## Recorded data:
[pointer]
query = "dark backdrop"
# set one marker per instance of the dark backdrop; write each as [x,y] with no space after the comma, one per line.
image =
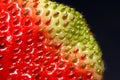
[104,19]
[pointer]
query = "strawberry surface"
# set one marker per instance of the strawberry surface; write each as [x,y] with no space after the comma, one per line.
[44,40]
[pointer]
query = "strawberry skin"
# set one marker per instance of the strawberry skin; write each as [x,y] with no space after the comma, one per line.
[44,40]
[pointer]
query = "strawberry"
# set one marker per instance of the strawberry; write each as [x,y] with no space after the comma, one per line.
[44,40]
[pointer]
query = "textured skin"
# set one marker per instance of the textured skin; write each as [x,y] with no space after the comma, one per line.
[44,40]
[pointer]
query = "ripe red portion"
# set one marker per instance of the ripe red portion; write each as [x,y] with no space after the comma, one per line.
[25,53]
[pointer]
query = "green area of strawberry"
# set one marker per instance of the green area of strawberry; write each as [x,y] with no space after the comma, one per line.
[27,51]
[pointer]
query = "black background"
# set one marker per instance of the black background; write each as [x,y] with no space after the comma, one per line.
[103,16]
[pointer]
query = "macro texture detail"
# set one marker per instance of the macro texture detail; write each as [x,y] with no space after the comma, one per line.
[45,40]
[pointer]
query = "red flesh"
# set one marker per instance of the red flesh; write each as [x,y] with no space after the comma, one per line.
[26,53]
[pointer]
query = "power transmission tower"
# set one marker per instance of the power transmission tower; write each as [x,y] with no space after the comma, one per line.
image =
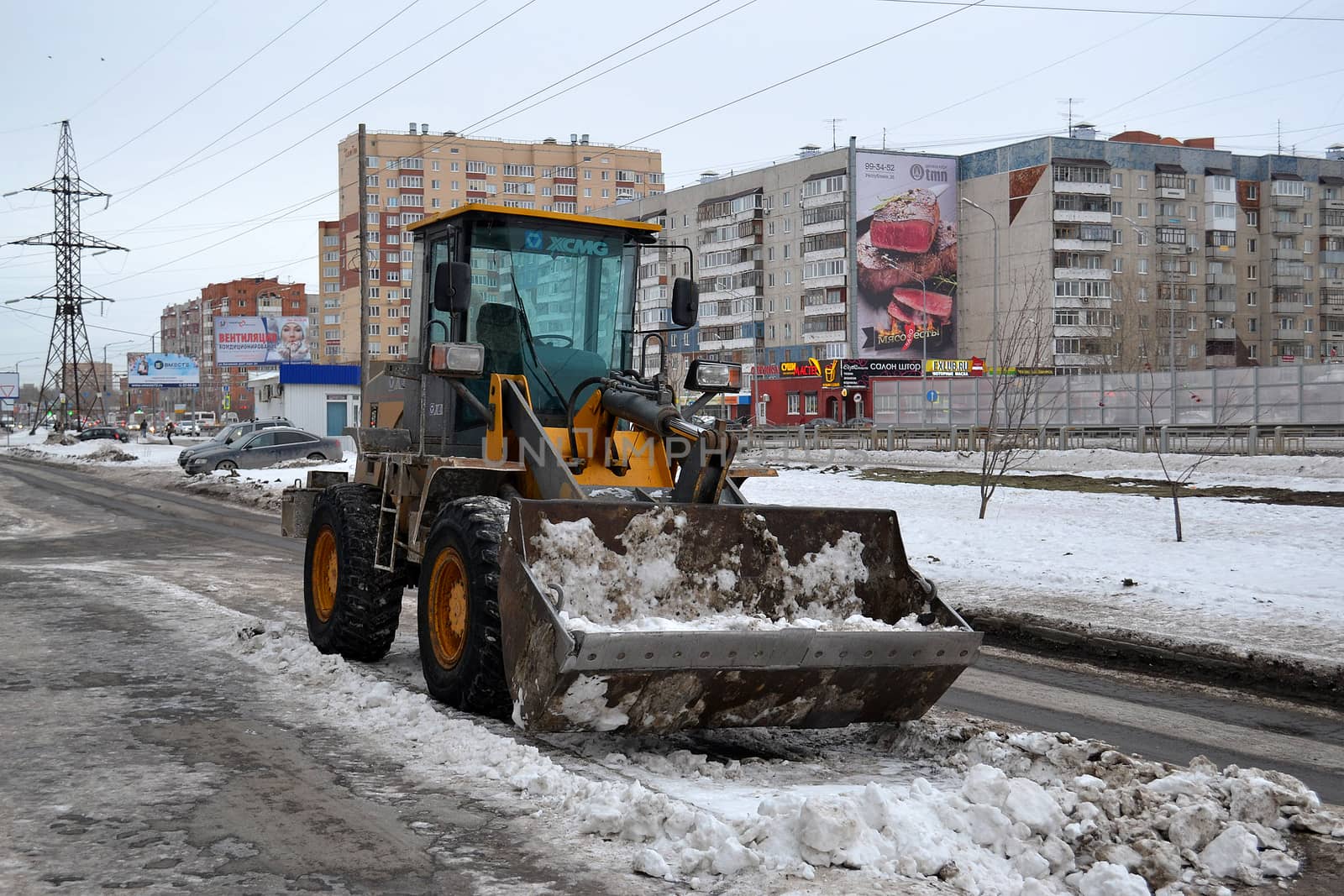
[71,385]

## Your task:
Restate the whole of the material word for word without the pictures.

## The answer:
[pointer]
query = "dark backdrop"
# set one marker per instance of the dark backdrop; write each as [x,y] with no space after the comma, one per line.
image =
[104,19]
[pointer]
query = "strawberry surface"
# set one marker per instance of the strawberry surface; write each as [x,y] with no space after the comma, one per line.
[44,40]
[pointer]
query = "strawberry skin"
# set one marker per instance of the strawberry skin; write each as [x,y] with no space after the comma, one per line.
[44,40]
[pointer]
query = "strawberry"
# set one marker per instance of the strawberry; write each as [x,y] with no space after the comma, one per line.
[44,40]
[pointer]
query = "textured skin"
# set one marker per instance of the textured skin; write each as [x,y] with no space after the comma, one per line.
[44,40]
[pointer]
query = "ripe red portion"
# set one marker per instance of the ripe red portion; write each as [x,y] with no space after the comma, one per line.
[25,53]
[pointer]
query = "green area of strawberry"
# set one marker per instance of the green area of strawberry; write each as [x,y] with no space after the comma, one per line.
[27,51]
[pointer]
query = "black background"
# set one marker per instance of the black background; write each as [x,y] with no space after the comma, one per line.
[103,16]
[pointer]
query = "macro texture detail"
# set one marker per instance of the macro texture detail; write each as [x,y] with no space after the comma, one per line.
[45,40]
[pointer]
query = "red flesh"
# set one marker per instance of the red flesh; write each as [x,y] with no space after the comma, one per line.
[26,53]
[pointer]
query = "power transmission tower"
# set one marker per instance of the power transmission tower; write each as [x,y] with no space after the comma, one per line.
image =
[71,385]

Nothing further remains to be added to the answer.